> _Задания_:
**a)** Ответьте по отрывку о Бунине на три вопроса:
(i) Какую литературу Бунин, преодолевая скуку, иногда брался читать?
(ii) За что он ругал прочитанные романы?
(iii) Кому иногда удавалось навести его на встречи со «Львом Николаевичем»?
**b)** Перепишите кусок отрывка о Бунине от «Он, конечно, знал» до «так, как говорил.», заменив «Алданову» на «гостям».

> _Отрывок_:
______
Он, конечно, знал и "премудрость", и современную западную мысль, но такова была его позиция - при друзьях-гостях-читателях.

Бунин, преодолевая скуку, брался иногда читать французскую литературу, но о прочитанном говорить не любил, а может быть, и не мог. Он говорил о себе, о "лиловых облаках" да о людях, с которыми встречался и жил, воспринимая их в бытовом плане. Читал он больше второсте-пенных французов (романы), которые иногда хвалил, иногда ругал, хвалил за "наблюдатель-ность", ругал за то, что героиня вышла замуж не за того, за кого выйти ей следовало. Иногда Алданову удавалось навести его на встречи с "Львом Николаевичем" или на дружбу с "Антоном Павловичем" - тогда он говорил хорошо, чудесным языком, именно так, как писал о них. И писал о них так, как говорил.
______
> _Выдержки из данных_:
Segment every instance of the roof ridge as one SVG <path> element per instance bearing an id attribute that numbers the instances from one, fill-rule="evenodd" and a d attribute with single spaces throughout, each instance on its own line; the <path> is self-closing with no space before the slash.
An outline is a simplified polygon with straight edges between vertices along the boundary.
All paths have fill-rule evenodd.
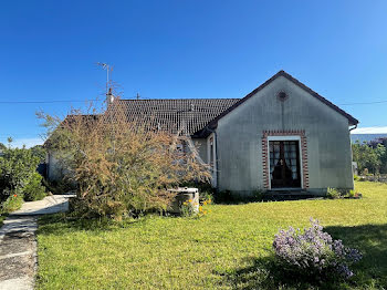
<path id="1" fill-rule="evenodd" d="M 241 100 L 241 97 L 197 97 L 197 99 L 119 99 L 118 101 L 203 101 L 203 100 Z"/>

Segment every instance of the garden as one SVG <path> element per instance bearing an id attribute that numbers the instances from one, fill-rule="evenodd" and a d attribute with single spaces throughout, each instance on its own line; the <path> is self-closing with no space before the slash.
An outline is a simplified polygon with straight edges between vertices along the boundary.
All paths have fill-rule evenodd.
<path id="1" fill-rule="evenodd" d="M 6 216 L 19 209 L 23 201 L 40 200 L 46 196 L 43 177 L 36 172 L 44 162 L 45 152 L 41 146 L 13 148 L 0 143 L 0 225 Z"/>
<path id="2" fill-rule="evenodd" d="M 43 217 L 38 289 L 384 289 L 387 185 L 356 182 L 362 199 L 206 205 L 197 217 L 147 215 L 123 221 Z M 324 231 L 363 258 L 348 279 L 284 275 L 280 229 Z M 302 230 L 303 231 L 303 230 Z"/>

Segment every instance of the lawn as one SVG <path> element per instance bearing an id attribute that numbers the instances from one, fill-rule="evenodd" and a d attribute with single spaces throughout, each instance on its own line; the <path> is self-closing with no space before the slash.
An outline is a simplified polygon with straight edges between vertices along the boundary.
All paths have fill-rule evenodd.
<path id="1" fill-rule="evenodd" d="M 387 287 L 387 185 L 356 183 L 363 199 L 212 205 L 202 218 L 125 222 L 40 219 L 38 289 L 272 289 L 280 228 L 318 218 L 364 259 L 342 289 Z M 283 288 L 308 288 L 285 284 Z M 317 287 L 315 287 L 316 289 Z M 321 286 L 320 288 L 324 288 Z"/>

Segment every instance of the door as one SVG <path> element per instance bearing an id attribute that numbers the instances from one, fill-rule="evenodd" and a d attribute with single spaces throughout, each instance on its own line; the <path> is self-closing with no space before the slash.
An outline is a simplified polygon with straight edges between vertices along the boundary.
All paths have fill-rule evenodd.
<path id="1" fill-rule="evenodd" d="M 271 188 L 300 188 L 299 141 L 270 141 Z"/>

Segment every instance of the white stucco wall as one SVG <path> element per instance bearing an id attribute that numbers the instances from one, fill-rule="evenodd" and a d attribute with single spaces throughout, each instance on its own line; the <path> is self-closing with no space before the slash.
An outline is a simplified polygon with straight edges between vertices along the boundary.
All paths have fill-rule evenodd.
<path id="1" fill-rule="evenodd" d="M 285 102 L 278 99 L 286 92 Z M 262 135 L 266 130 L 304 130 L 310 190 L 353 188 L 346 117 L 280 76 L 219 120 L 219 189 L 241 194 L 263 188 Z"/>

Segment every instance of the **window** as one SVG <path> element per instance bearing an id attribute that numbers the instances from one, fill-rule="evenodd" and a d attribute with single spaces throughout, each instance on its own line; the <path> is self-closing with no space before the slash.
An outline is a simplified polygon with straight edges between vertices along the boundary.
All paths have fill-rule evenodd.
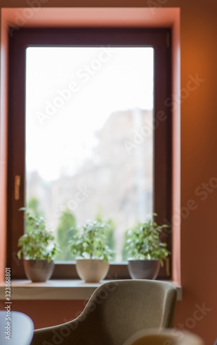
<path id="1" fill-rule="evenodd" d="M 10 39 L 8 249 L 13 277 L 24 277 L 16 258 L 23 205 L 44 213 L 62 239 L 56 277 L 76 277 L 66 250 L 68 221 L 113 222 L 113 277 L 128 277 L 126 230 L 153 211 L 158 221 L 169 221 L 169 29 L 21 29 Z M 171 237 L 164 240 L 171 249 Z M 161 277 L 168 275 L 166 268 Z"/>

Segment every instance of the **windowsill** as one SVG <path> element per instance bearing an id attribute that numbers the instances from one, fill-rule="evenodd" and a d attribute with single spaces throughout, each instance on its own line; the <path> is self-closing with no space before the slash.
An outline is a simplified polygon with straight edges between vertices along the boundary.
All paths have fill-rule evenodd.
<path id="1" fill-rule="evenodd" d="M 30 280 L 11 282 L 11 300 L 31 299 L 88 299 L 96 288 L 104 283 L 85 283 L 82 280 L 49 280 L 46 283 L 32 283 Z M 172 281 L 165 281 L 177 289 L 177 301 L 182 300 L 182 286 Z M 0 283 L 0 300 L 6 299 L 5 282 Z"/>

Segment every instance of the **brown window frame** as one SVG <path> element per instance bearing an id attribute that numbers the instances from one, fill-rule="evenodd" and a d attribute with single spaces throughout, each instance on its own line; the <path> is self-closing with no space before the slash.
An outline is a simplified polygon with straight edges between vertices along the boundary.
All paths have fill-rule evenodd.
<path id="1" fill-rule="evenodd" d="M 17 257 L 17 241 L 23 233 L 25 205 L 26 49 L 30 46 L 149 46 L 154 48 L 154 199 L 158 222 L 171 219 L 171 28 L 21 28 L 10 34 L 8 165 L 7 266 L 12 279 L 26 279 L 22 260 Z M 160 112 L 167 119 L 159 121 Z M 15 200 L 15 175 L 21 176 L 20 198 Z M 170 228 L 163 235 L 171 252 Z M 172 253 L 158 279 L 171 277 Z M 111 263 L 108 278 L 129 279 L 126 263 Z M 75 263 L 56 262 L 52 279 L 78 279 Z"/>

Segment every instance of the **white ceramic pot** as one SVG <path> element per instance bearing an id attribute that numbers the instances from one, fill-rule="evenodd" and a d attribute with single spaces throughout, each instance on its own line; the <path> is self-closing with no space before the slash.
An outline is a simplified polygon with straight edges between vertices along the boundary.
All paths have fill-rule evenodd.
<path id="1" fill-rule="evenodd" d="M 160 261 L 135 260 L 129 259 L 128 270 L 132 279 L 155 279 L 160 270 Z"/>
<path id="2" fill-rule="evenodd" d="M 76 270 L 86 283 L 98 283 L 107 275 L 109 264 L 101 259 L 77 259 Z"/>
______
> _Ответы к заданиям_:
**a)**
(i) Французскую литературу.
(ii) За то, что героиня вышла замуж не за того, за кого выйти ей следовало.
(iii) Алданову.

**b)**
Он, конечно, знал и "премудрость", и современную западную мысль, но такова была его позиция - при друзьях-гостях-читателях.

Бунин, преодолевая скуку, брался иногда читать французскую литературу, но о прочитанном говорить не любил, а может быть, и не мог. Он говорил о себе, о "лиловых облаках" да о людях, с которыми встречался и жил, воспринимая их в бытовом плане. Читал он больше второсте-пенных французов (романы), которые иногда хвалил, иногда ругал, хвалил за "наблюдатель-ность", ругал за то, что героиня вышла замуж не за того, за кого выйти ей следовало. Иногда гостям удавалось навести его на встречи с "Львом Николаевичем" или на дружбу с "Антоном Павловичем" - тогда он говорил хорошо, чудесным языком, именно так, как писал о них. И писал о них так, как говорил.